E-scooters fine to legalise, says Transport Committee
The Transport Committee has lent its support to government plans to make e-scooters road-legal, but said robust enforcement measures are needed.
MPs said e-scooters could bring a low-cost, accessible and eco-friendly alternative to cars, providing certain safety measures are taken, including eliminating pavement use.
The views have been set out in a new ‘E-scooters: pavement nuisance or transport innovation’ report published today, some three months after regulations enabling trials of rental e-scooters kicked in a year early.
An increasingly common sight on UK roads and pavements, e-scooters are still banned to use anywhere except on private land in the UK. However, in all other major European economies, they’re road-legal and becoming an ever-more vital part of the mobility mix.
Earlier this year, the Department for Transport ran a consultation on micromobility vehicles exploring how new transport modes – including electric scooters – could revolutionise urban mobility. And in early summer Transport Secretary Grant Shapps warned that road space needed reprioritising away from cars, particularly as a result of the coronavirus crisis.

> _Data section_:
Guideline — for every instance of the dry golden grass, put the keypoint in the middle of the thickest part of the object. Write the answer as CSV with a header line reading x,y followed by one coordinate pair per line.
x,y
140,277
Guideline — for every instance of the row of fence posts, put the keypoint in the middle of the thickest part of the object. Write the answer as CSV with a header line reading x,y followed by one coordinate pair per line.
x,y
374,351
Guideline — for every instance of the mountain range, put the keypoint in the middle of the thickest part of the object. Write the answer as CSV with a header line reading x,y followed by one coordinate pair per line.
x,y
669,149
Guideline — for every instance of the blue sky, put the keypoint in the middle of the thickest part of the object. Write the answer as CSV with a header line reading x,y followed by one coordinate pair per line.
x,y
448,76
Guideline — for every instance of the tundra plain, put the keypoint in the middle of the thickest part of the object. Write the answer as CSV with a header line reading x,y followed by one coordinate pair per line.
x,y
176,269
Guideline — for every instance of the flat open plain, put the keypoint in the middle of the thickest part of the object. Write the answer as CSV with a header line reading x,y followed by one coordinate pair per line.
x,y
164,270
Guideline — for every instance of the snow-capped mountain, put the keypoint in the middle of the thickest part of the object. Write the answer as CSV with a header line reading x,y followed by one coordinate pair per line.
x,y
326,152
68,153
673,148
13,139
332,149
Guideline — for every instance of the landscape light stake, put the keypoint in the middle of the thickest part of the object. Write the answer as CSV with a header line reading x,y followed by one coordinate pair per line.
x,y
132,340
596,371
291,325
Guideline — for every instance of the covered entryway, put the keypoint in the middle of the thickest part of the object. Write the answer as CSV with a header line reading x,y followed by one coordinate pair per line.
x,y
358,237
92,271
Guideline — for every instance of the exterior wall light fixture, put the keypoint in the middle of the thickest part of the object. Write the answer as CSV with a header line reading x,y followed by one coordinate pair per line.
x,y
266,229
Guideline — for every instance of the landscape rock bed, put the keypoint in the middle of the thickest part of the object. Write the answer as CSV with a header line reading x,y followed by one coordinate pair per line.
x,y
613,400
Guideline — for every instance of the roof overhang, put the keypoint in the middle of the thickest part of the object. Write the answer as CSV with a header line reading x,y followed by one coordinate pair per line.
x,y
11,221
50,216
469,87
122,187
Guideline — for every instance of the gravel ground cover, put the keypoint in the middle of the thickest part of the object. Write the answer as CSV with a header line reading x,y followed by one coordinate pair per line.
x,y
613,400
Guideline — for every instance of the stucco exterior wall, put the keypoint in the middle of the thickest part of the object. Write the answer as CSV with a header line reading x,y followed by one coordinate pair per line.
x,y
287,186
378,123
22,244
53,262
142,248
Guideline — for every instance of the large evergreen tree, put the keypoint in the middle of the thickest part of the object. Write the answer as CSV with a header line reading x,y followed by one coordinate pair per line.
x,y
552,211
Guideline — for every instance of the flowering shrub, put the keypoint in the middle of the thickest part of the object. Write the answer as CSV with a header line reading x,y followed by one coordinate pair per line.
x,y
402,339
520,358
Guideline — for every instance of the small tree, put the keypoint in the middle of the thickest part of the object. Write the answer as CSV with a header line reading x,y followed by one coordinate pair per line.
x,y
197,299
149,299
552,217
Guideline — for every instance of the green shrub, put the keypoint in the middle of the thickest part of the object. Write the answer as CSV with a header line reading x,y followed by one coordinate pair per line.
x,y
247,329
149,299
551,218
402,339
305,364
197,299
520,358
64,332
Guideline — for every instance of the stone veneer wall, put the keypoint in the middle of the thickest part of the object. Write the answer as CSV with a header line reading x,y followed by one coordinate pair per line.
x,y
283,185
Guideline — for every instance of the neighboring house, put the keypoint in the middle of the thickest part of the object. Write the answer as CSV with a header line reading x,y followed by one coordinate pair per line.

> _Complete the following_:
1. Repeat the passage of the e-scooter article from "E-scooters fine to" to "measures are needed.", word for word.
2. In the e-scooter article, which safety measure do MPs specifically name as one that must be taken?
3. Resume the article on making e-scooters road-legal from the point at which it ends.

> _Task results_:
1.
E-scooters fine to legalise, says Transport Committee
The Transport Committee has lent its support to government plans to make e-scooters road-legal, but said robust enforcement measures are needed.

2. Eliminating pavement use.

3.
In its new report, the Transport Committee has now lent its support to these ambitions. Committee chair Huw Merriman MP said e-scooters have the potential to become an exciting and ingenious way to navigate, getting people out of cars, reducing congestion and supporting active travel. He also said the current rental trials will provide a crucial evidence base for future legislation, which must be “sensible and proportionate”.
And the committee has also laid out some other caveats, including advising that the trials and any plans for legalisation should not be to the detriment of pedestrians, particularly the disabled.
It’s also called for robust enforcement measures to eliminate pavement use of e-scooters, which the report says is dangerous and anti-social.
The report also says that the Department for Transport must only encourage the use of e-scooters to replace short car journeys – rather than walking and cycling, which would be a rather counter-productive move.
Other recommendations to the Government include not requiring users to have licences but encouraging them to use helmets, monitoring the number and types of collisions during the trials to determine future insurance requirements, and for local authorities to determine the speed of e-scooters in their areas; as a ‘one-size-fits-all’ approach will not work.
The report has been broadly welcomed by the AA, which gave evidence to the Transport Committee.
President Edmund King said: “E-scooters, as a new form of micro-mobility, can really help to transform the urban landscape – improving flexibility of personal travel, especially in the shadow of the Covid pandemic making public transport problematic in many instances.”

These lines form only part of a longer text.